Count the lines of the listing below that contain the string "woman", matching case exactly, and reply with the number alone.

───── Data entries ─────

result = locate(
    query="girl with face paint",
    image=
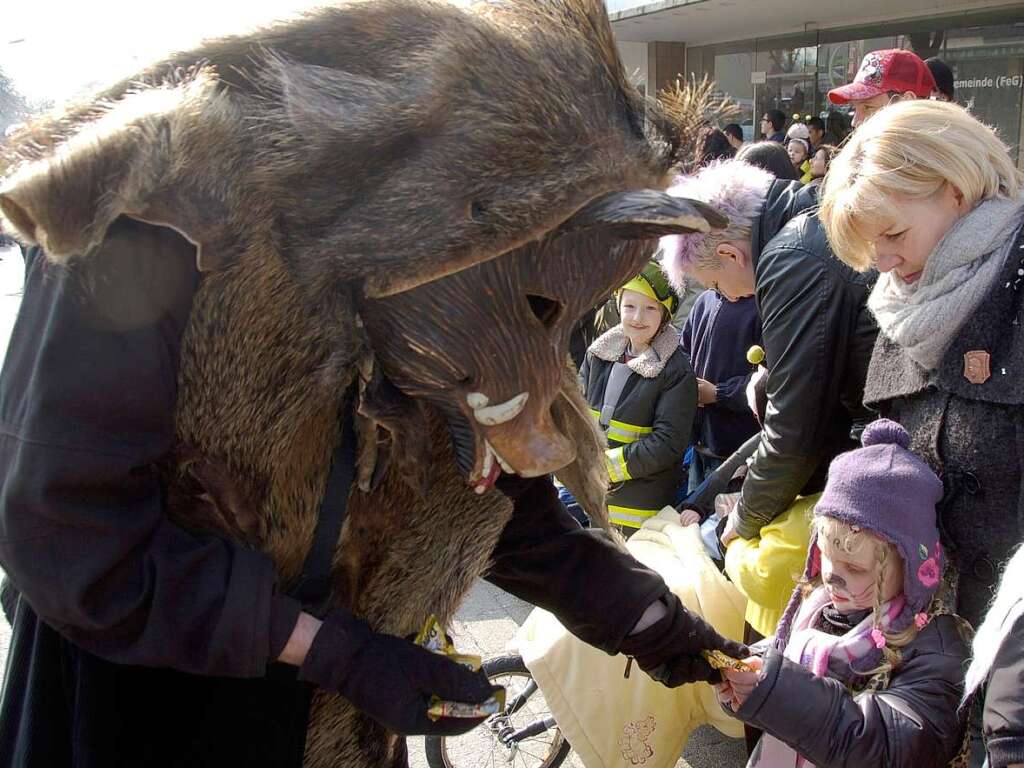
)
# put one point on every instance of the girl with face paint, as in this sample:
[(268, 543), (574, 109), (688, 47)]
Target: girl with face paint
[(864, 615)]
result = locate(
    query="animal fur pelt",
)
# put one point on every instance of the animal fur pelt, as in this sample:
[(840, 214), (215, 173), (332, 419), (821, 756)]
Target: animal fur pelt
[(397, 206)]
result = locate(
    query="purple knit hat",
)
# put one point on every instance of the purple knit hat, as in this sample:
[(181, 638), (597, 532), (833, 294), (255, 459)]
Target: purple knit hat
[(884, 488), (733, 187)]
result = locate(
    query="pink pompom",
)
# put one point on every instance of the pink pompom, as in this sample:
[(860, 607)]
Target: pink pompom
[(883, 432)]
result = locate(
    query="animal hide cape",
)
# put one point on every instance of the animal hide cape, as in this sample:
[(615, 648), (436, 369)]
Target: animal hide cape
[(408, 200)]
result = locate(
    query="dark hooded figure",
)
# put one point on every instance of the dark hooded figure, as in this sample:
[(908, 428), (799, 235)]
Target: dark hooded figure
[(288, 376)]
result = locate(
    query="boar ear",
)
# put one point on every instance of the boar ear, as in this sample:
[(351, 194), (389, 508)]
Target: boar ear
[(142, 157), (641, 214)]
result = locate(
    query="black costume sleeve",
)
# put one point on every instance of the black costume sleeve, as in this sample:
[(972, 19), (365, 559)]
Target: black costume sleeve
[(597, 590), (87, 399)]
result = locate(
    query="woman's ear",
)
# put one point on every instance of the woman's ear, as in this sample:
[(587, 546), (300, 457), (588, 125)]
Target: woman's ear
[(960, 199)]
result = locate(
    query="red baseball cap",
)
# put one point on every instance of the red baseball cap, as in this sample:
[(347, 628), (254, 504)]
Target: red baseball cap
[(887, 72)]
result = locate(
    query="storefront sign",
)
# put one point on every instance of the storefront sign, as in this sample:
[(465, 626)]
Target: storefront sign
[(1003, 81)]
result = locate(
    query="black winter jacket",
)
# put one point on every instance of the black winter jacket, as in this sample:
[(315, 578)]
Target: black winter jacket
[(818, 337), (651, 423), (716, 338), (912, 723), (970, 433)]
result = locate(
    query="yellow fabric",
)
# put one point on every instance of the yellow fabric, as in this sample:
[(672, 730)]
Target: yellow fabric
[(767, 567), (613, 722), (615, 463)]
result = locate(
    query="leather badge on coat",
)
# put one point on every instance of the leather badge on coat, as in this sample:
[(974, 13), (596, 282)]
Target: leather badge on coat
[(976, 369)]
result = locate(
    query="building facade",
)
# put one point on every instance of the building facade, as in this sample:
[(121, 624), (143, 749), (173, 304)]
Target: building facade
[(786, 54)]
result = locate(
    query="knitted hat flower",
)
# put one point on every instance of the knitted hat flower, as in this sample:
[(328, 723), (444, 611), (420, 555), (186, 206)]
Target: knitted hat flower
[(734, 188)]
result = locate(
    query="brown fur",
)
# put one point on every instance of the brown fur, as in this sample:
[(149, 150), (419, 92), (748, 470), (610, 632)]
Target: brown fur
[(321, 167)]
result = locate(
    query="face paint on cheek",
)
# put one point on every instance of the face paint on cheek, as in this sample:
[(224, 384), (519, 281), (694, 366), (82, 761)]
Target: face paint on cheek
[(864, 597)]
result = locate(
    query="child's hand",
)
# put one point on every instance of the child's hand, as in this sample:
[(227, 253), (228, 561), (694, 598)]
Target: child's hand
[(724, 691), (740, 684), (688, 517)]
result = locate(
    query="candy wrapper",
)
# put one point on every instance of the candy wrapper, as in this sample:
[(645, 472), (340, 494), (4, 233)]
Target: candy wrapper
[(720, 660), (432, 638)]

─────
───── Data entries ─────

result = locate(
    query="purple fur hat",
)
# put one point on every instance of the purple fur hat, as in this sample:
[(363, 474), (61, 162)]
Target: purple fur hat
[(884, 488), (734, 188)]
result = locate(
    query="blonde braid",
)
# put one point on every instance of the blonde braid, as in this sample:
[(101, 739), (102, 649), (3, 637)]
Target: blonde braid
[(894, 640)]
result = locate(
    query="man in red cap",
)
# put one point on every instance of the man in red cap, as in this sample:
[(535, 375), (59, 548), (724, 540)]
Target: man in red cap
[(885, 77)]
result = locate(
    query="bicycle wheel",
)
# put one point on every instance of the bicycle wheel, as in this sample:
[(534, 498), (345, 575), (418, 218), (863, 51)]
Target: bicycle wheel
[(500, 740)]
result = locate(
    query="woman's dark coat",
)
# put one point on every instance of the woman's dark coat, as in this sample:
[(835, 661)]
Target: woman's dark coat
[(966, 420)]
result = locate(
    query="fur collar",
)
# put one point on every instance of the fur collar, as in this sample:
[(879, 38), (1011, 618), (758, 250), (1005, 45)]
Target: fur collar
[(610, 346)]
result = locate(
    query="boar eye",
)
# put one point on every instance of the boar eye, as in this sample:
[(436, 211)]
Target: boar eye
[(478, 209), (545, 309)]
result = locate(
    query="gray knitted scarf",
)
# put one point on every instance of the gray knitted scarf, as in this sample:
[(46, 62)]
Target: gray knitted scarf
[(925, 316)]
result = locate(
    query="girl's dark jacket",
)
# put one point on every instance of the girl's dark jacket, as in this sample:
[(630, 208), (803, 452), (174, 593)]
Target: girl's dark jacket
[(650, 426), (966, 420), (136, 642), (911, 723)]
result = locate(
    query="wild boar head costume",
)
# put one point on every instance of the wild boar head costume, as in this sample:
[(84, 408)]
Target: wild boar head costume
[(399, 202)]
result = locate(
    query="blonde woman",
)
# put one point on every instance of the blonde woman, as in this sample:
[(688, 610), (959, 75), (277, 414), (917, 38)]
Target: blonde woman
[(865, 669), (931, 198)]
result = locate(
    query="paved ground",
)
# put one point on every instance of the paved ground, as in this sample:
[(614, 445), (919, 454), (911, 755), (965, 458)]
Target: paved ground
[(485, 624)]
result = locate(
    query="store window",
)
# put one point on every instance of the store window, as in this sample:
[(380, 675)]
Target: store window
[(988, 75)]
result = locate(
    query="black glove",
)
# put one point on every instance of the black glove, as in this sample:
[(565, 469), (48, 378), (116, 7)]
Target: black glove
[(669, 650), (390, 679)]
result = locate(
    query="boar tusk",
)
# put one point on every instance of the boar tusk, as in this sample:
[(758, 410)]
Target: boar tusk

─────

[Output]
9